[Collection entries]

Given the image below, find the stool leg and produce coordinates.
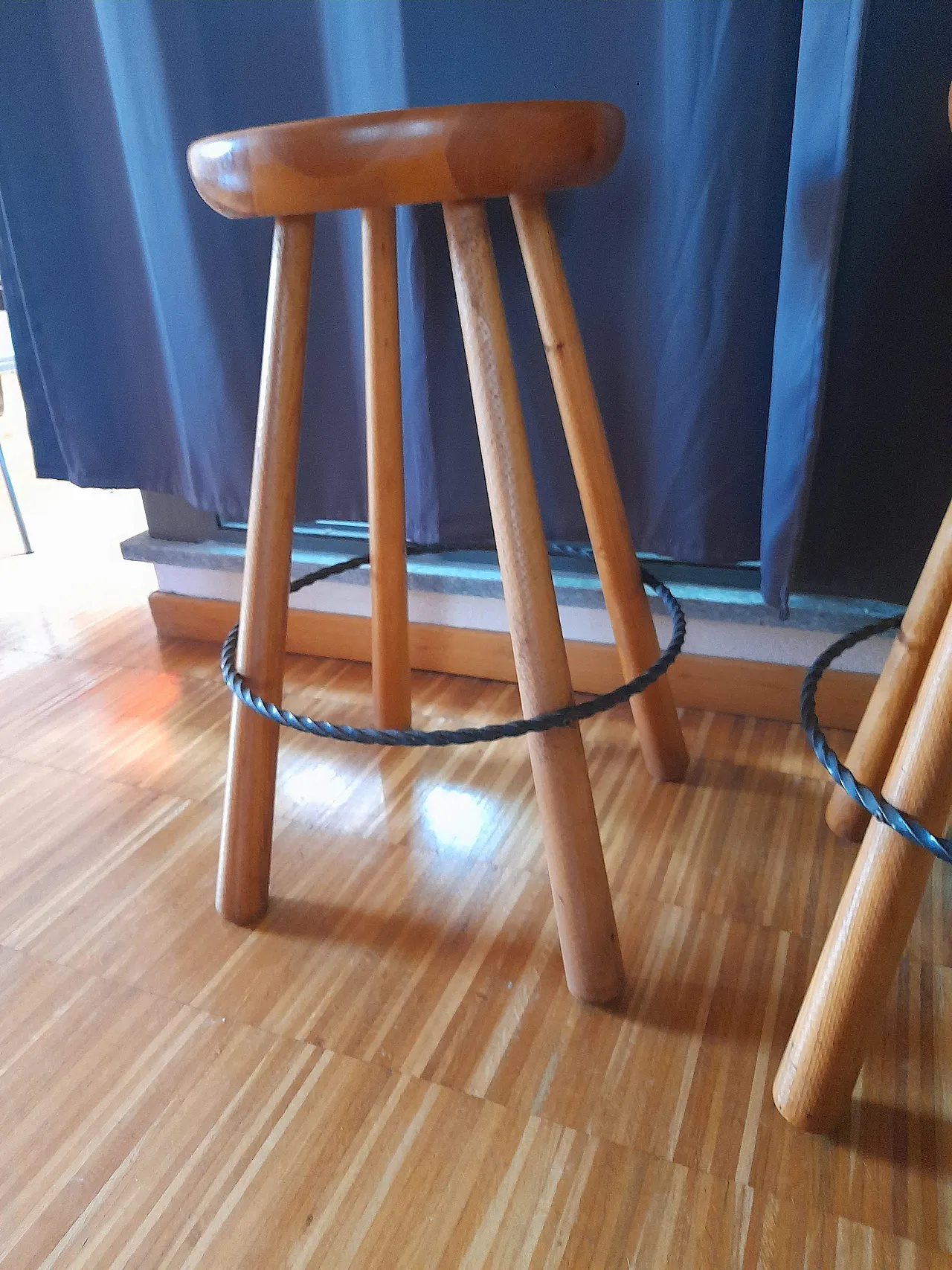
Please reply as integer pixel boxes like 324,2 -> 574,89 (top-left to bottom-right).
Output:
361,207 -> 410,728
826,503 -> 952,842
509,194 -> 688,781
773,594 -> 952,1133
443,203 -> 623,1001
216,216 -> 314,923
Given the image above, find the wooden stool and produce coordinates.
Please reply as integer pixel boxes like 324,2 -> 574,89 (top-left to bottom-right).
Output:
188,102 -> 686,1001
773,495 -> 952,1133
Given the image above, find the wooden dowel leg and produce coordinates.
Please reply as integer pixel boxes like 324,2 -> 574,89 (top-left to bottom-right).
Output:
826,503 -> 952,842
773,594 -> 952,1133
510,194 -> 688,781
216,216 -> 314,923
443,203 -> 623,1001
361,207 -> 410,728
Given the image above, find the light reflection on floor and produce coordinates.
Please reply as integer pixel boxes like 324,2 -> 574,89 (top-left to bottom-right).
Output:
422,785 -> 486,851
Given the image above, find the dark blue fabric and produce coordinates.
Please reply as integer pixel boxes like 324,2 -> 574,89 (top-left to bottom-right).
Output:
760,0 -> 866,616
0,0 -> 849,599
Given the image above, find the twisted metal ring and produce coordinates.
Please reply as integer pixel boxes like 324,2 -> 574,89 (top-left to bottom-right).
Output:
800,613 -> 952,864
221,542 -> 686,747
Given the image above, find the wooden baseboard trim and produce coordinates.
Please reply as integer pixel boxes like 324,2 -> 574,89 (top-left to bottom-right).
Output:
149,591 -> 876,729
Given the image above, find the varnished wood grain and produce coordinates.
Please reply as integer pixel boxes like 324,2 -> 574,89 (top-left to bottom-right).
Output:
361,207 -> 410,728
0,543 -> 952,1270
774,594 -> 952,1132
216,216 -> 314,922
443,203 -> 623,1001
826,504 -> 952,842
149,591 -> 876,728
510,194 -> 688,781
188,102 -> 625,216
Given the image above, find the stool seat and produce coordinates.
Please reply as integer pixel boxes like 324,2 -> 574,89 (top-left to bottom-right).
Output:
189,102 -> 688,1001
188,102 -> 625,217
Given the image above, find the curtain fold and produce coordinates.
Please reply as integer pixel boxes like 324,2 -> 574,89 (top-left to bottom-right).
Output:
760,0 -> 866,616
0,0 -> 862,597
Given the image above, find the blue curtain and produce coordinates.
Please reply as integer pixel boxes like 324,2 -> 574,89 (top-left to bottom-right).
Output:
0,0 -> 861,602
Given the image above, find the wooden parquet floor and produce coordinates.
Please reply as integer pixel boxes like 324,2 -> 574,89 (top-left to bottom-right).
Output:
0,548 -> 952,1270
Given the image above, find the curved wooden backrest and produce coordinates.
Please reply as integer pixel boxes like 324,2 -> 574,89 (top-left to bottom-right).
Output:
188,102 -> 625,217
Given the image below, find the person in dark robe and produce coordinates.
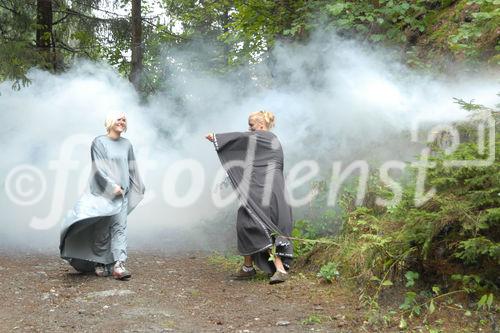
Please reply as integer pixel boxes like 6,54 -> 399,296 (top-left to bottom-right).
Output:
206,111 -> 293,284
59,112 -> 145,279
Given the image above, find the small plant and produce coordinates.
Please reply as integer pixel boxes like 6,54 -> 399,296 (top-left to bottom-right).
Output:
405,271 -> 420,287
301,314 -> 321,325
317,261 -> 340,283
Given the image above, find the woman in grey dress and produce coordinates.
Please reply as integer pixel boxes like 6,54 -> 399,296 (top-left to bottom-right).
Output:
206,111 -> 293,284
59,112 -> 145,279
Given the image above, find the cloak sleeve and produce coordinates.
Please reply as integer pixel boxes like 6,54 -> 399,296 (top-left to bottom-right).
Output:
127,145 -> 146,213
90,140 -> 118,197
213,132 -> 251,151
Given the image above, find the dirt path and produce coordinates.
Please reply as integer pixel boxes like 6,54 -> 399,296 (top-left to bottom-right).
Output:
0,252 -> 363,332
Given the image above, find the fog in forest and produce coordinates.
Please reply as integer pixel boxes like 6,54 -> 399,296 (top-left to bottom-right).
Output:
0,36 -> 500,251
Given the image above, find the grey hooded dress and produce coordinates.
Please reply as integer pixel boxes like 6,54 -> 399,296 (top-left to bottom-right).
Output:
59,135 -> 145,272
214,131 -> 293,273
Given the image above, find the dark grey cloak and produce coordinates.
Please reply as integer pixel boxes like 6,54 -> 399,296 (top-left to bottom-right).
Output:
214,131 -> 293,273
59,135 -> 145,272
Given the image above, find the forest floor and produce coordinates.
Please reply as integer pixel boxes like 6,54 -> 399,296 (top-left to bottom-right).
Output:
0,252 -> 492,332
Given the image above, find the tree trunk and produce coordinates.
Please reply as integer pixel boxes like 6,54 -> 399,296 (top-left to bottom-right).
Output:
129,0 -> 143,90
36,0 -> 55,70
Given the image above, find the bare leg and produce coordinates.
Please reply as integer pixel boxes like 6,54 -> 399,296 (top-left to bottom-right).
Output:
243,256 -> 253,267
274,256 -> 286,273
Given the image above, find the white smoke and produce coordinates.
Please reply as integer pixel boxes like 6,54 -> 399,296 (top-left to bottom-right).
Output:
0,36 -> 500,252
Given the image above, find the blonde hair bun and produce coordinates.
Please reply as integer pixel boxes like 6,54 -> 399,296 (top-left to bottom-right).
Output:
250,110 -> 275,129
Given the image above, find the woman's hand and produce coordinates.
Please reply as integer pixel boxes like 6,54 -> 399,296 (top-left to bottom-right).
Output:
113,185 -> 123,195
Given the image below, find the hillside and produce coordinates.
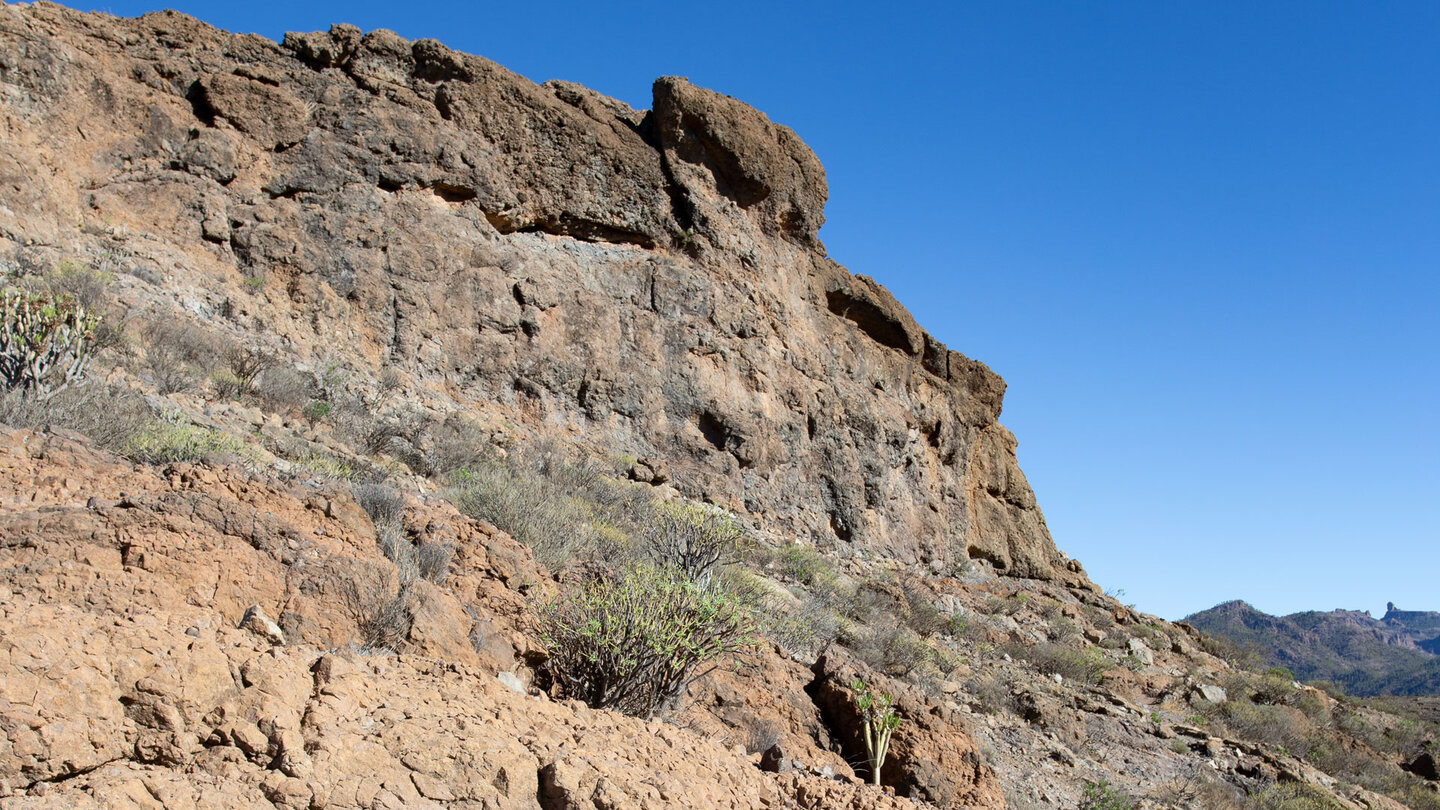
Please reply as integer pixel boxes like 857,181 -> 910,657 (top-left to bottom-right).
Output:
0,3 -> 1440,810
1184,601 -> 1440,695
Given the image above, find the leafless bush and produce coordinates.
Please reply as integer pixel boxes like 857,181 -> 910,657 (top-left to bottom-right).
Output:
354,484 -> 405,532
744,718 -> 780,754
1005,641 -> 1112,683
425,412 -> 490,476
753,595 -> 840,662
216,346 -> 275,398
965,676 -> 1015,715
451,463 -> 593,571
340,571 -> 415,650
255,365 -> 315,411
141,320 -> 216,393
641,503 -> 744,588
841,617 -> 932,677
0,380 -> 151,453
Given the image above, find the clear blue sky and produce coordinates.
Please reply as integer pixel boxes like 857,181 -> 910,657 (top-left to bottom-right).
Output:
70,0 -> 1440,618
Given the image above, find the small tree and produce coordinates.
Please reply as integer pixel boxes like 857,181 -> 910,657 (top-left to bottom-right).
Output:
0,288 -> 99,399
540,565 -> 750,718
850,677 -> 900,784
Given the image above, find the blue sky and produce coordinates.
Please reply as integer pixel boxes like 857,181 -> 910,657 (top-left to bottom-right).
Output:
73,0 -> 1440,618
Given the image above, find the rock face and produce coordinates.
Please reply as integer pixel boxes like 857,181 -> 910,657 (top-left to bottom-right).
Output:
0,4 -> 1089,587
0,428 -> 944,810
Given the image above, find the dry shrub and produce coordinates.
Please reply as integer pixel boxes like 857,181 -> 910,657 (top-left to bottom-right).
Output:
141,320 -> 219,393
639,503 -> 744,587
1220,699 -> 1315,755
354,483 -> 443,587
340,569 -> 415,650
744,718 -> 783,754
415,543 -> 455,585
753,595 -> 840,662
540,565 -> 750,718
1243,783 -> 1345,810
965,675 -> 1015,715
841,617 -> 932,677
451,463 -> 593,571
1005,641 -> 1112,685
253,365 -> 317,411
0,380 -> 153,453
425,412 -> 490,476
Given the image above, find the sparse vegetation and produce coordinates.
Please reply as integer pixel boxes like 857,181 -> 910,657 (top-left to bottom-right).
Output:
1080,780 -> 1135,810
540,565 -> 750,718
0,287 -> 99,399
639,503 -> 744,588
125,414 -> 245,464
850,677 -> 900,784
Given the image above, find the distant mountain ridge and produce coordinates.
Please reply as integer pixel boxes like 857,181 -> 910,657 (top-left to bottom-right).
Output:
1184,600 -> 1440,695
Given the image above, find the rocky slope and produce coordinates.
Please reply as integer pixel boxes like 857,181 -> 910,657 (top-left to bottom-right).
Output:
0,4 -> 1086,584
1185,601 -> 1440,695
0,4 -> 1440,810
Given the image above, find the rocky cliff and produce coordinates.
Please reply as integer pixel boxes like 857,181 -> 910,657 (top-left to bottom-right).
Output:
11,4 -> 1440,810
0,4 -> 1087,585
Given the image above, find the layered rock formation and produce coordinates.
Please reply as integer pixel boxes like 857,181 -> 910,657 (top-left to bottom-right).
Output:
0,4 -> 1089,587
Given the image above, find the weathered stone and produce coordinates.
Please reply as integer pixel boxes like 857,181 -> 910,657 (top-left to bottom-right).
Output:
1194,683 -> 1227,705
240,605 -> 285,644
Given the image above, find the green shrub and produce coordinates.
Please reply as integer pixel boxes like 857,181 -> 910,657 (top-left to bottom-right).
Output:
540,565 -> 750,718
0,287 -> 101,399
850,677 -> 900,784
125,417 -> 245,464
639,503 -> 744,587
1080,780 -> 1135,810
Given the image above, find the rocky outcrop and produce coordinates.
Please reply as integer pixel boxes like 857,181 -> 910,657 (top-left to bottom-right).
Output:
0,4 -> 1089,587
806,650 -> 1004,807
0,428 -> 979,810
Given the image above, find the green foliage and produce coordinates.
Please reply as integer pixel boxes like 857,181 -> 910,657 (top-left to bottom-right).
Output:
125,417 -> 245,464
1248,783 -> 1344,810
1007,643 -> 1110,683
300,399 -> 330,427
539,564 -> 750,718
639,503 -> 744,587
0,287 -> 101,398
1080,780 -> 1135,810
850,677 -> 900,784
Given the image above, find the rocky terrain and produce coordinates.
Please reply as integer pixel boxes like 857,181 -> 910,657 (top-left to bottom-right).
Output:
0,4 -> 1440,810
1185,601 -> 1440,695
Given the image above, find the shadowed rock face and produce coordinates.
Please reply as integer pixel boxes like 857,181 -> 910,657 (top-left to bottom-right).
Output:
0,6 -> 1089,587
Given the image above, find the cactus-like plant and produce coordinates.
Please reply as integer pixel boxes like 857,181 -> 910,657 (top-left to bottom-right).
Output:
0,287 -> 101,398
850,677 -> 900,784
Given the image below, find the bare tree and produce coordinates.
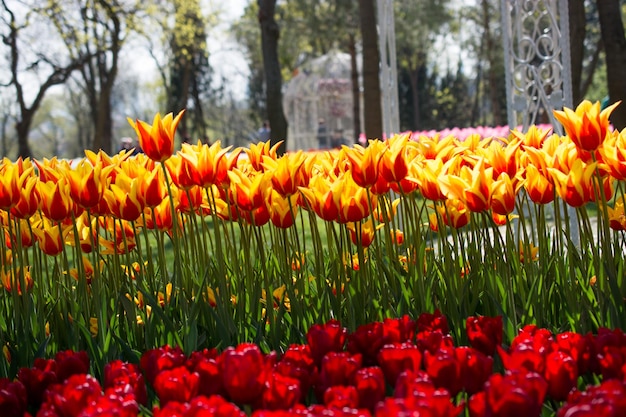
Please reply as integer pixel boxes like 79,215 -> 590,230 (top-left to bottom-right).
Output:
257,0 -> 287,153
359,0 -> 383,139
597,0 -> 626,130
41,0 -> 141,153
0,0 -> 87,158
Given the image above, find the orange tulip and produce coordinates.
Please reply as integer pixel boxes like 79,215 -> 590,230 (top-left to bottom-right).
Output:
0,162 -> 33,211
598,130 -> 626,181
300,176 -> 342,221
270,190 -> 299,229
414,158 -> 446,201
490,172 -> 517,216
548,159 -> 597,207
338,174 -> 376,223
343,141 -> 385,188
346,218 -> 383,248
37,177 -> 74,222
33,220 -> 65,256
104,174 -> 144,221
67,159 -> 111,209
263,151 -> 307,197
244,141 -> 282,172
437,199 -> 470,229
439,157 -> 493,212
165,153 -> 201,190
4,219 -> 34,249
11,176 -> 39,219
228,168 -> 270,211
137,169 -> 167,207
0,266 -> 34,295
554,100 -> 620,152
523,165 -> 554,204
179,141 -> 241,188
128,110 -> 185,162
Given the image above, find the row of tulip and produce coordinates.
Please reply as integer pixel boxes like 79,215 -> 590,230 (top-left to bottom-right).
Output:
0,311 -> 626,417
0,102 -> 626,375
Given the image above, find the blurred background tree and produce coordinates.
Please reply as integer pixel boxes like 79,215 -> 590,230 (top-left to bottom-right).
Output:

◆ What the task asks:
Copy out exactly the lines from the line with "Given the image above, find the row" to the end of the listing, including both of those lines, and give nothing else.

◆ Correct answer:
Given the image above, find the row of tulip and produce coordinates.
Please reply as integer pixel boxes like 79,215 -> 590,230 (top-left to bottom-right).
Output:
0,311 -> 626,417
0,102 -> 626,375
Given the image above, find the blurred background tree and produce coordinates.
Please reply as integer pixel boxes like 79,215 -> 590,230 (top-left to bottom-right).
Output:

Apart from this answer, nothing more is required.